# [WHAT YOU SHOULD DO]
Retype the entire passage on Gustave Doré's illustrated satire of Russian history word for word, with nothing changed.

# [SOURCE TEXT]
- - -

Histoire pittoresque dramatique et caricaturale de la Sainte Russie, d'après les chroniqueurs et historiens Nestor Nikan Sylvestre Karamsin Ségur etc.[1] (1854) is an illustrated political satire by Gustave Doré.

The book features an number of experimental and metatextual illustrations. There are two entirely black illustrations, one in which Russian deputies are plunged in "sombres cachots" another by way of incipit when Russia "se perd dans les ténèbres de l’Antiquité"[2] (loses itself in the darkness of antiquity).

A red splodge[3] represents the reign of Ivan the Terrible.

There is also an intentionally left blank page[4][5] representing a century where nothing happens:

"The next century being as tedious an affair as the last one, I would be frightened of setting my reader against this book from the start, wearying him with a plethora of dull sketches. However, my publisher, being a conscientious man, has insisted that I leave spaces at this point to show how an astute historian may render all things palatable while excluding nothing."

The format is viewed as an early comic book.

The text was translated to English by Daniel Weissbort.

- - -

Rows from a dataset for labeling boxes
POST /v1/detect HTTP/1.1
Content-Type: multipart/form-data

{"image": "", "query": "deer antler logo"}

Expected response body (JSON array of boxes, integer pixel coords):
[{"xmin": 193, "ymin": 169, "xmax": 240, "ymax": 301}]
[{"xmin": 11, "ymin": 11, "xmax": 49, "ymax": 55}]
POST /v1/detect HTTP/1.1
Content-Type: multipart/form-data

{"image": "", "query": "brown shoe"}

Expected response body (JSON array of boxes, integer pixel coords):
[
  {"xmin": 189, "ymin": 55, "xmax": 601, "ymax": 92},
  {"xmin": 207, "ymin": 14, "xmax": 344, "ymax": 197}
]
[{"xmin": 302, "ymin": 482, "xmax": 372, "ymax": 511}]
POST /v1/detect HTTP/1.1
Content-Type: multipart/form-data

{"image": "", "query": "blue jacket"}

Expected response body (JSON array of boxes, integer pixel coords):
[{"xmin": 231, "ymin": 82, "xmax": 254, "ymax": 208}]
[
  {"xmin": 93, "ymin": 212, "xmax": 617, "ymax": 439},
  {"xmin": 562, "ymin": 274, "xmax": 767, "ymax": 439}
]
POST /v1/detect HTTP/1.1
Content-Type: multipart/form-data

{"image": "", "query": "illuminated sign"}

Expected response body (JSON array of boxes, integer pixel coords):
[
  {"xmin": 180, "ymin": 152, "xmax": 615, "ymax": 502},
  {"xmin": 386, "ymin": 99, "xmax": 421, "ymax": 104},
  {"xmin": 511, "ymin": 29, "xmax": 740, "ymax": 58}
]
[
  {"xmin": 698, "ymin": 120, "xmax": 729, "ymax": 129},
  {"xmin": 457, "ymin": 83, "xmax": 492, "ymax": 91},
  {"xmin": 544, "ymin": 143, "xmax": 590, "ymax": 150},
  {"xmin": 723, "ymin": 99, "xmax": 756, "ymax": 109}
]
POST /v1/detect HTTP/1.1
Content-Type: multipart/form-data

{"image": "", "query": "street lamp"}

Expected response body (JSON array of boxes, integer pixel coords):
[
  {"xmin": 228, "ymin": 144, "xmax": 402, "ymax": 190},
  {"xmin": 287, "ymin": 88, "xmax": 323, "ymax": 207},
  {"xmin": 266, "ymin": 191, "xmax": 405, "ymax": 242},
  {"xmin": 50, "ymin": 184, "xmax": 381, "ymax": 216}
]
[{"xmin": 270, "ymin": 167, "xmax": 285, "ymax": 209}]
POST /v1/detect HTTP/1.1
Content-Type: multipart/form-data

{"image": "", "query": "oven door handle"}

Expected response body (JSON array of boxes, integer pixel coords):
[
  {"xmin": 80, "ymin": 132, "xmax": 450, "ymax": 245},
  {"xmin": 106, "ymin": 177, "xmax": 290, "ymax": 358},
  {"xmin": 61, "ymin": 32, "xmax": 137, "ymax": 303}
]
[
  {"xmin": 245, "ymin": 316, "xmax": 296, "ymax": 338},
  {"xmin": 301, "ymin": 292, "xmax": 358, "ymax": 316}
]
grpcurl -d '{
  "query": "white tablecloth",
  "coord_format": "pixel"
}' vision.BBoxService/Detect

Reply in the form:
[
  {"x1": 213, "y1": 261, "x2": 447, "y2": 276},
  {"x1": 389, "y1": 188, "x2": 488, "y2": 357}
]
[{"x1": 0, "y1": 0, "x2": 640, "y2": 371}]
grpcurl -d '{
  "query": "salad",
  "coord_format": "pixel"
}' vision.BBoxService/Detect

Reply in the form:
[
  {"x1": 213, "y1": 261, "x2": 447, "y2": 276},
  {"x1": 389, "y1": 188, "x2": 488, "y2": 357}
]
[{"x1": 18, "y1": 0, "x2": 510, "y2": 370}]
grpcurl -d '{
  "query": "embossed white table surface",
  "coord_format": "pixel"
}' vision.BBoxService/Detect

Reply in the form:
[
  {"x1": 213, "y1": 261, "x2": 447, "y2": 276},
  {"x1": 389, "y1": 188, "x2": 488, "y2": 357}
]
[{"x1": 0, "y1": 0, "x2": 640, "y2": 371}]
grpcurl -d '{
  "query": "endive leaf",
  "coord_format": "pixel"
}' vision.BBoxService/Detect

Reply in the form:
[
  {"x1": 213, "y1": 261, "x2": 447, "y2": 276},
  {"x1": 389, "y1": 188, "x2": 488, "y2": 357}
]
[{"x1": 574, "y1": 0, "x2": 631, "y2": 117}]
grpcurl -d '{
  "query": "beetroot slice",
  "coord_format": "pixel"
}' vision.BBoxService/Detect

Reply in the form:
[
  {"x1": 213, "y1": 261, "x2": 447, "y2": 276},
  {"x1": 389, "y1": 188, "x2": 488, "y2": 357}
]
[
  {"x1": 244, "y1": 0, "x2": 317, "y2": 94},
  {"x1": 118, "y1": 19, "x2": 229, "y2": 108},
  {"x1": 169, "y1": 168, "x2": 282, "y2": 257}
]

- - -

# [WRITTEN REPLY]
Histoire pittoresque dramatique et caricaturale de la Sainte Russie, d'après les chroniqueurs et historiens Nestor Nikan Sylvestre Karamsin Ségur etc.[1] (1854) is an illustrated political satire by Gustave Doré.

The book features an number of experimental and metatextual illustrations. There are two entirely black illustrations, one in which Russian deputies are plunged in "sombres cachots" another by way of incipit when Russia "se perd dans les ténèbres de l’Antiquité"[2] (loses itself in the darkness of antiquity).

A red splodge[3] represents the reign of Ivan the Terrible.

There is also an intentionally left blank page[4][5] representing a century where nothing happens:

"The next century being as tedious an affair as the last one, I would be frightened of setting my reader against this book from the start, wearying him with a plethora of dull sketches. However, my publisher, being a conscientious man, has insisted that I leave spaces at this point to show how an astute historian may render all things palatable while excluding nothing."

The format is viewed as an early comic book.

The text was translated to English by Daniel Weissbort.